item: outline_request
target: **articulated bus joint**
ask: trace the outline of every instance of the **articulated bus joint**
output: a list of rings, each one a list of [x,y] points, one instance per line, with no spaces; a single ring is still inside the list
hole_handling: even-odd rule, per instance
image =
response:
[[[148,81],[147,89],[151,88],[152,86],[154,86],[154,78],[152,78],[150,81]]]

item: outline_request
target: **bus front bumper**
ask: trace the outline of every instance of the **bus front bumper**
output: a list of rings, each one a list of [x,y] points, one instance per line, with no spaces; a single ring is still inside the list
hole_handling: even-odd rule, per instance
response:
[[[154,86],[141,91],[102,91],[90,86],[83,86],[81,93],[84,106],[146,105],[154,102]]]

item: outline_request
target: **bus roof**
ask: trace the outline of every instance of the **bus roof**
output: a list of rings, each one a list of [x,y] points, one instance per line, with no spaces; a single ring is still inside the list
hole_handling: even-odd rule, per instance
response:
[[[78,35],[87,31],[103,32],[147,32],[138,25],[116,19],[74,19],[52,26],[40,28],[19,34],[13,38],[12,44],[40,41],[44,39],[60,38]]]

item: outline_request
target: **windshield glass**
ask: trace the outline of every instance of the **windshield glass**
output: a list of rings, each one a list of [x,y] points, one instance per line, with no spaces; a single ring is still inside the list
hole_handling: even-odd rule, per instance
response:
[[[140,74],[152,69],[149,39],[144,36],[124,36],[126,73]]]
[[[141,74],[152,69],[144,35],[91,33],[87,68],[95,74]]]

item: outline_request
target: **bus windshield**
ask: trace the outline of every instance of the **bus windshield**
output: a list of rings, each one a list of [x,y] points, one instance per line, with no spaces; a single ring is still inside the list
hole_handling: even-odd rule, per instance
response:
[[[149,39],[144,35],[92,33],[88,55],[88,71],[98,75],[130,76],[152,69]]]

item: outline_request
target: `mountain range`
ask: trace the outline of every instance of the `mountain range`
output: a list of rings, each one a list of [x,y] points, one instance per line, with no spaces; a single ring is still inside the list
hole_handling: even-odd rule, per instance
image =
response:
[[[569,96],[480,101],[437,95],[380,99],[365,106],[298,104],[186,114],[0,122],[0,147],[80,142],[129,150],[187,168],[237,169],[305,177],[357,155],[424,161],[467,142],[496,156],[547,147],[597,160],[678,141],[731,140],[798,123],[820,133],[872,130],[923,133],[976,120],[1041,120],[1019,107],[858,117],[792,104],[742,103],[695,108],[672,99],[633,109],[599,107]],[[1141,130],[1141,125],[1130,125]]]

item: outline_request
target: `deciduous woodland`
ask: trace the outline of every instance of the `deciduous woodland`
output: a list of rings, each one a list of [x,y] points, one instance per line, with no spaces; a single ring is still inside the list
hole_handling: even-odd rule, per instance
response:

•••••

Mettez, s'il vous plaît, dans un tableau Markdown les lignes allant de la première ligne ci-dessus jusqu'à celle qui contient "ask: trace the outline of every instance of the **articulated", toutes deux comprises. Utilisez les colonnes N° et Ligne, sans les lignes vides.

**Résultat ci-dessous:**
| N° | Ligne |
|---|---|
| 1 | item: outline_request |
| 2 | target: **articulated bus joint** |
| 3 | ask: trace the outline of every instance of the **articulated bus joint** |